____ Supplied entries

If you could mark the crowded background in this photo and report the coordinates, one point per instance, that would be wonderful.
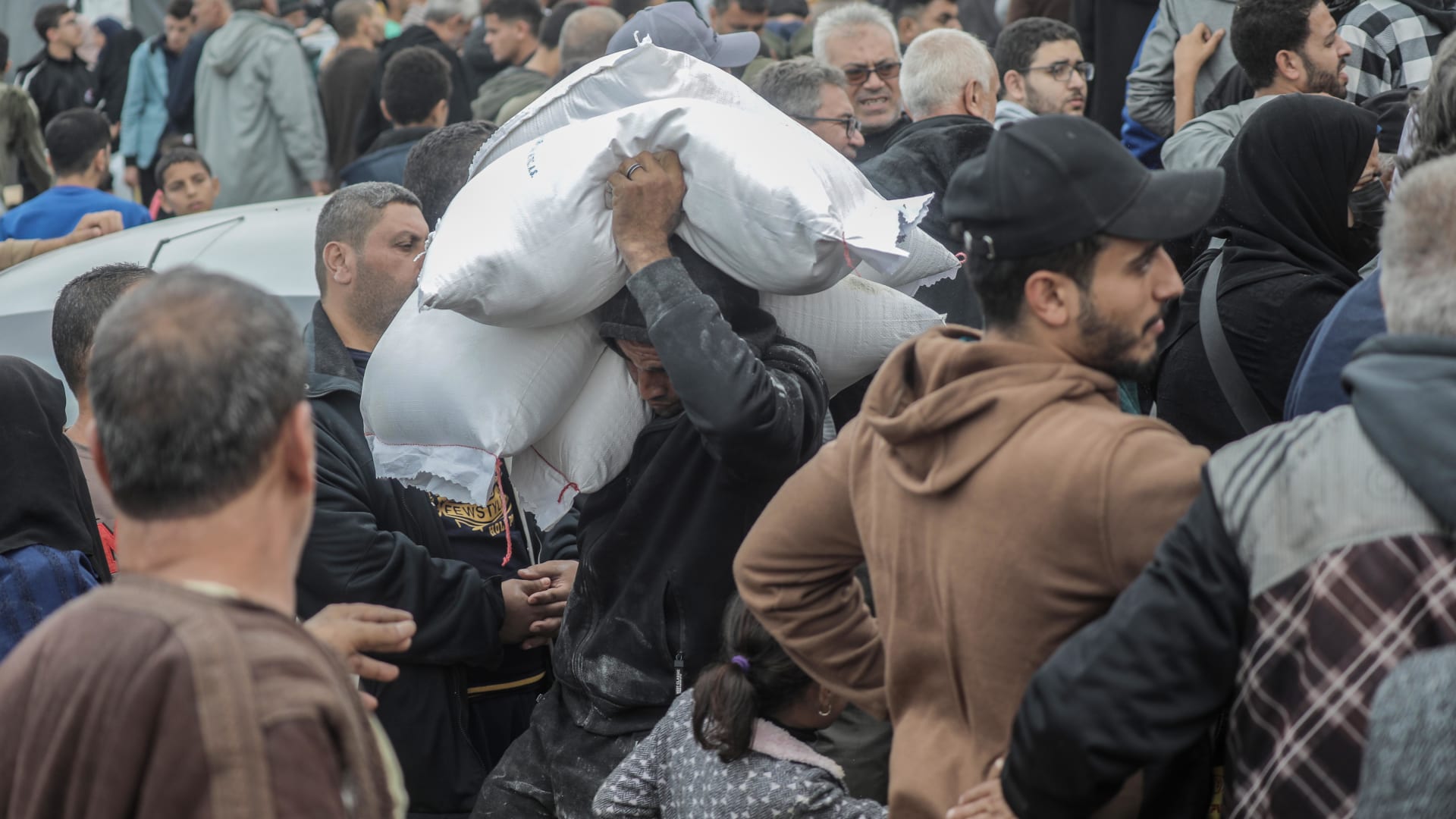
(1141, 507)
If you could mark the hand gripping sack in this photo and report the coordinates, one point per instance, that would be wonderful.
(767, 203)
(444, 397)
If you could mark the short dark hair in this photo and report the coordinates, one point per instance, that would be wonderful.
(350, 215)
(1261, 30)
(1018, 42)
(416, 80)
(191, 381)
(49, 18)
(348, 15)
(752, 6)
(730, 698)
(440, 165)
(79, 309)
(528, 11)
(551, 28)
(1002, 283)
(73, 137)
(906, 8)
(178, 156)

________

Goal: Please copy out every line from the one containing "If you could mark the hand" through the last line, with both ends included and each line reproduced word for word.

Answer for this exercise:
If you could mark the hand gripping sack in this photo and report the coordinates, one point per instance, that would be wonderful.
(767, 203)
(444, 397)
If you could mark the short dark hair in this photo and report the coordinates, one point per instance, that would be wonderful.
(350, 215)
(1261, 30)
(1018, 42)
(416, 80)
(191, 381)
(49, 18)
(348, 15)
(752, 6)
(730, 698)
(440, 165)
(79, 309)
(528, 11)
(551, 28)
(1002, 283)
(73, 137)
(906, 8)
(178, 156)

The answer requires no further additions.